-- Task statement --
Could you reproduce everything from the line containing "Would you mind placing a dot on the dusty" down to the end of the items, requests included, with every x and y coordinate in the answer points scaled by 2.6 and rounded to whole numbers, halves going up? The coordinates in the requests and their sample formats stay unchanged.

───

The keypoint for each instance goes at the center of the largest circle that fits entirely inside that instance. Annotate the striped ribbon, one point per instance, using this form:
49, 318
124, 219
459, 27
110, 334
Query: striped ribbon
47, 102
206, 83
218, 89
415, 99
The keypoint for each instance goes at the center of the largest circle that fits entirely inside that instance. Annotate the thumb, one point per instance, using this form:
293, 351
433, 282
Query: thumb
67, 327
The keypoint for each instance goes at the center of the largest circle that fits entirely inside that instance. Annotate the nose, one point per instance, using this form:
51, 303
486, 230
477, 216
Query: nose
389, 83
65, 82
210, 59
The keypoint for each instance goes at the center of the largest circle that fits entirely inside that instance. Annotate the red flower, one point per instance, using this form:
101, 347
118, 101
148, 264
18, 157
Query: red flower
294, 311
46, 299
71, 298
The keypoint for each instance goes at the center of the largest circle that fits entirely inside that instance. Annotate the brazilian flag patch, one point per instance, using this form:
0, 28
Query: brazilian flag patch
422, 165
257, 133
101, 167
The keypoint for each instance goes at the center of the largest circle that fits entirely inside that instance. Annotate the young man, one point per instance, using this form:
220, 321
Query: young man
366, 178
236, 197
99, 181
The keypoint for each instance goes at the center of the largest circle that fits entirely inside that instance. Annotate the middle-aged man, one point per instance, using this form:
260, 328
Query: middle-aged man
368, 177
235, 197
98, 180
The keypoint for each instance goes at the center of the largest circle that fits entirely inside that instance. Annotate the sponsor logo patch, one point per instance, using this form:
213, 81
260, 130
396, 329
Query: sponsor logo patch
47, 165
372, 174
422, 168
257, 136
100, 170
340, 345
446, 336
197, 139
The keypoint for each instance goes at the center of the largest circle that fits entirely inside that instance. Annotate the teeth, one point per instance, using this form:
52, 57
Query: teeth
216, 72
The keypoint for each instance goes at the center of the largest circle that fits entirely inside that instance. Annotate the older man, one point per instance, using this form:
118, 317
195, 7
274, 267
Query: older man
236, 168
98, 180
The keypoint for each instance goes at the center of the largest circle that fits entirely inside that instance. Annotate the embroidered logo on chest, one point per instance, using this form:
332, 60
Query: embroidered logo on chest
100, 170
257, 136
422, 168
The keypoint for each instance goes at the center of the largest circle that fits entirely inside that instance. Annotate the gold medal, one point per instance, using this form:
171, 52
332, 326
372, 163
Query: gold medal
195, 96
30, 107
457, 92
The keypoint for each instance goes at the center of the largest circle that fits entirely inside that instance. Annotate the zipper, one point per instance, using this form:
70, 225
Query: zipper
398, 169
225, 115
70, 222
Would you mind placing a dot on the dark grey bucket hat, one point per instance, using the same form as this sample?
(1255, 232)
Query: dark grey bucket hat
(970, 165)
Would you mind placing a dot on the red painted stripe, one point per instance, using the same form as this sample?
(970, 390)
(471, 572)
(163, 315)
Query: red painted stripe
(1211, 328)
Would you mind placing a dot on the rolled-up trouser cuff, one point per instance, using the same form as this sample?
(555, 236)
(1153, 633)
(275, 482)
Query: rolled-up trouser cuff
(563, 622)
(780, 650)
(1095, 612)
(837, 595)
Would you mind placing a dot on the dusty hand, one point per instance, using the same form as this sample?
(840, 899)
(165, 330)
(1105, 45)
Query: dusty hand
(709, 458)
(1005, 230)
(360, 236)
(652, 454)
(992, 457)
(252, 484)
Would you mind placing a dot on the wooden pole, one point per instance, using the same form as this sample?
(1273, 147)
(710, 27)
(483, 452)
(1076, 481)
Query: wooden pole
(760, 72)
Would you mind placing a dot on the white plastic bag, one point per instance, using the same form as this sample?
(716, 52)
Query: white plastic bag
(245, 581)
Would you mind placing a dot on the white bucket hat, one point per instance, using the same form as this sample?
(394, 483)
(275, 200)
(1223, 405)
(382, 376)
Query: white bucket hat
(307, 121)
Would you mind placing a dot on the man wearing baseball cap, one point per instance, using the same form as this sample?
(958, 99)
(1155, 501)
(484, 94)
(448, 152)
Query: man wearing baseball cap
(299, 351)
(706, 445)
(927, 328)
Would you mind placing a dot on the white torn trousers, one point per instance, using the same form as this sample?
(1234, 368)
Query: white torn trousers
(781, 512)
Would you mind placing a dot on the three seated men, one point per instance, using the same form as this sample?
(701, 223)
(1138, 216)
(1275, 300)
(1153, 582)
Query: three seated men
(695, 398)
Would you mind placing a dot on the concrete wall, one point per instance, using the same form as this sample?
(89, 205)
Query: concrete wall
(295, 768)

───

-- Exercise answer --
Would you mind placing a dot on the dusty hand, one point per instance, using the same form as this sample?
(840, 899)
(165, 330)
(1105, 45)
Query: dusty hand
(1843, 1191)
(2613, 598)
(936, 614)
(1695, 1180)
(2579, 1188)
(655, 1258)
Would you mind placing a dot on the wooden pole, one point per instance, using the same form as this sample?
(1273, 147)
(710, 27)
(483, 452)
(1076, 481)
Query: wooden pole
(1976, 187)
Would you mind placing a dot on the white plastic bag, one point per instance, using the same form as this sample?
(716, 52)
Query: white plastic bag
(637, 1511)
Would you mind placing a dot on the white bucket hat, one point per instance, using the same form as this sample?
(394, 483)
(275, 200)
(1223, 405)
(382, 376)
Query: white bucket hat
(798, 315)
Would you mind placing a dot on the man wearing baseball cap, one point per instance, using the same form as this sample?
(958, 99)
(1155, 501)
(484, 94)
(448, 152)
Query: man wearing baseball cap
(777, 913)
(1836, 1157)
(2410, 853)
Would you mind placing a dot on the white torn trousers, one point per instance, using the same form as this sample?
(1234, 368)
Query: white torn trousers
(2031, 1331)
Would you mind placing a dot on the three seated men, one point per instance, using the same form as this sample?
(701, 223)
(1138, 216)
(1275, 300)
(1153, 582)
Query: three seated men
(1807, 1035)
Would you mind placing a dot on the concrete wall, one point per instance, using the same form as this sample?
(89, 205)
Query: concrete wall
(767, 1997)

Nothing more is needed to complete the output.